Il giudizio della scienza è secco, inappellabile: la Cop di Belém si è chiusa con un accordo totalmente inadeguato. Per ridurre l’entità dei disastri climatici già in atto bisogna chiudere il rubinetto dell’inquinamento, cioè smettere di bruciare combustibili fossili e di tagliare foreste. E invece le emissioni di gas serra continuano a crescere,mentre nel documento finale della conferenza Onu non si fa nemmeno un accenno alla causa principale del problema, cioè ai suddetti combustibili fossili. Una contraddizione che dal punto di vista di chi, per professione, usa la conoscenza e la razionalità per misurare le nostre azioni collettive non ha spiegazione logica: rinviando la cura abbiamo solo da perdere, la malattia si aggrava e il costo sale.
Il giudizio della politica è più sfumato. C’è chi ha detto che tenere aperta la porta del multilateralismo, nel momento in cui solo la voce delle autarchie e dei demagoghi supera il rumore di fondo, è stato già un mezzo successo. E che l’accordo firmato in Brasile indica un percorso che può portare a migliorare le performance energetiche degli Stati: i correttivi finora adottati hanno già abbassato di un grado le previsioni aumento della temperatura a fine secolo, si tratta di fare la parte che resta.

__Materiale estratto__.
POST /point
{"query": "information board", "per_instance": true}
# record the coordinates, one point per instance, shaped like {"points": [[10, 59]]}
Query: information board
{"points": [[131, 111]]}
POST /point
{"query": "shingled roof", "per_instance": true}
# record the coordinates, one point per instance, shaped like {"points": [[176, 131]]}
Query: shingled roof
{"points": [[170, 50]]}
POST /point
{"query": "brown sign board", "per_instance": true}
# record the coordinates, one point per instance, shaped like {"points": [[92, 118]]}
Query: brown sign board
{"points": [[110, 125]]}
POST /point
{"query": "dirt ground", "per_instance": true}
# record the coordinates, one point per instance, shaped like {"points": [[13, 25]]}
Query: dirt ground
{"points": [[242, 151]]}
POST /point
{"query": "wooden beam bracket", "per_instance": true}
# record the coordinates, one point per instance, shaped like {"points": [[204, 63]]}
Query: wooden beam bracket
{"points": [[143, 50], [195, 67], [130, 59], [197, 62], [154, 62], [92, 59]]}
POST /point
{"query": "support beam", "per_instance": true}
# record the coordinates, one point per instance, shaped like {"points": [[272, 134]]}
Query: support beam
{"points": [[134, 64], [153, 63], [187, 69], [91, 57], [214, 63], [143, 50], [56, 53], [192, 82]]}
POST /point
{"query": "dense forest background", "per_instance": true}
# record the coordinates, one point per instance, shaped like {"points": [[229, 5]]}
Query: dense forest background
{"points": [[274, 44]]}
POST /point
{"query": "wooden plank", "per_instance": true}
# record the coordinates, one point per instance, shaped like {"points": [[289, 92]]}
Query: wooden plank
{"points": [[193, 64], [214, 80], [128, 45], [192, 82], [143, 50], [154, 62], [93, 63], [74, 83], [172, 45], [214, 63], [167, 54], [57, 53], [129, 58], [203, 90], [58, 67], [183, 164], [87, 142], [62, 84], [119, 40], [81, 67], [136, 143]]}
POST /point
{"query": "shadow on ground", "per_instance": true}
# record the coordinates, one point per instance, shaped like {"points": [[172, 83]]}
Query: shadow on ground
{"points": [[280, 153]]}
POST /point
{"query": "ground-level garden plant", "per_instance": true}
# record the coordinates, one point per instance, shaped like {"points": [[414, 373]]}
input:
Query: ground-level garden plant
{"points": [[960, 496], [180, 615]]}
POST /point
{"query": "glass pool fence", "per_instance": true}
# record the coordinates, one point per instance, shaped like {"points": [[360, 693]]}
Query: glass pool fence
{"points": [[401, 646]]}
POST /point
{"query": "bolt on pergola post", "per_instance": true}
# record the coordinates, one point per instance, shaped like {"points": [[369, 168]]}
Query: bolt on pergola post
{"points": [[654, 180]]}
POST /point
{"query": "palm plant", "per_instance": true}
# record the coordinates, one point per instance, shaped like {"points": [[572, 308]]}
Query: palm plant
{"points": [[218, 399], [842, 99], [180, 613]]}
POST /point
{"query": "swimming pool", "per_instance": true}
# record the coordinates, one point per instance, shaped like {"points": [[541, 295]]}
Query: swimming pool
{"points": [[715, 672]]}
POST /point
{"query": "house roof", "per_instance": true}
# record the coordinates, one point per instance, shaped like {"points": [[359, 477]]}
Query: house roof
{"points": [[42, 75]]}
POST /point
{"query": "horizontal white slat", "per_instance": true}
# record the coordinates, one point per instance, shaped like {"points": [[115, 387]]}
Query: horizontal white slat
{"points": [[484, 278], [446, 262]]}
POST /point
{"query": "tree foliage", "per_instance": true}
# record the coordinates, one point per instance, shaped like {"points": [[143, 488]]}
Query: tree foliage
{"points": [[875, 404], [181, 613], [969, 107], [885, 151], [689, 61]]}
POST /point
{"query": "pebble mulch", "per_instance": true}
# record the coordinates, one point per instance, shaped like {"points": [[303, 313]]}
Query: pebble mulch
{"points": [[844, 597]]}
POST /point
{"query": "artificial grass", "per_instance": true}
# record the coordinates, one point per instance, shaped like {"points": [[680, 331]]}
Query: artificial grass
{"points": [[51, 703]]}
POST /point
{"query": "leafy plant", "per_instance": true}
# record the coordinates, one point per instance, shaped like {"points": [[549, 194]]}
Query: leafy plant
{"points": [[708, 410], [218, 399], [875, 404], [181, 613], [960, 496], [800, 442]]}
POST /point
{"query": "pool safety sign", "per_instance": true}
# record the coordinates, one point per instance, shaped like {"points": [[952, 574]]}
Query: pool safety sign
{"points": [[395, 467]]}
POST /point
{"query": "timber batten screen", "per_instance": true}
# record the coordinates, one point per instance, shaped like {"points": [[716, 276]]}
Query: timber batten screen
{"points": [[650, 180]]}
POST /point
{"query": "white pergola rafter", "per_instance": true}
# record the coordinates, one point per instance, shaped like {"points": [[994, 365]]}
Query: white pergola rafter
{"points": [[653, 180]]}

__Cosa fare__.
**1)** Nel testo sulla Cop di Belém, queste affermazioni sono vere? Rispondi sì o no a ciascuna e cita tra virgolette le parole esatte del testo che lo dimostrano. (a) Secondo la scienza, l'accordo di Belém è adeguato. (b) Nel documento finale della conferenza non si parla dei combustibili fossili. (c) I correttivi adottati hanno abbassato di due gradi le previsioni sull'aumento della temperatura a fine secolo.
**2)** Riporta il passo del testo sulla Cop di Belém che va da "Il giudizio della scienza" a "il costo sale.", compresi.
Il materiale non serve per svolgere le attività.

__Soluzioni__.
**1)**
(a) No: «la Cop di Belém si è chiusa con un accordo totalmente inadeguato».
(b) Sì: «nel documento finale della conferenza Onu non si fa nemmeno un accenno alla causa principale del problema, cioè ai suddetti combustibili fossili».
(c) No: «i correttivi finora adottati hanno già abbassato di un grado le previsioni».

**2)**
Il giudizio della scienza è secco, inappellabile: la Cop di Belém si è chiusa con un accordo totalmente inadeguato. Per ridurre l’entità dei disastri climatici già in atto bisogna chiudere il rubinetto dell’inquinamento, cioè smettere di bruciare combustibili fossili e di tagliare foreste. E invece le emissioni di gas serra continuano a crescere,mentre nel documento finale della conferenza Onu non si fa nemmeno un accenno alla causa principale del problema, cioè ai suddetti combustibili fossili. Una contraddizione che dal punto di vista di chi, per professione, usa la conoscenza e la razionalità per misurare le nostre azioni collettive non ha spiegazione logica: rinviando la cura abbiamo solo da perdere, la malattia si aggrava e il costo sale.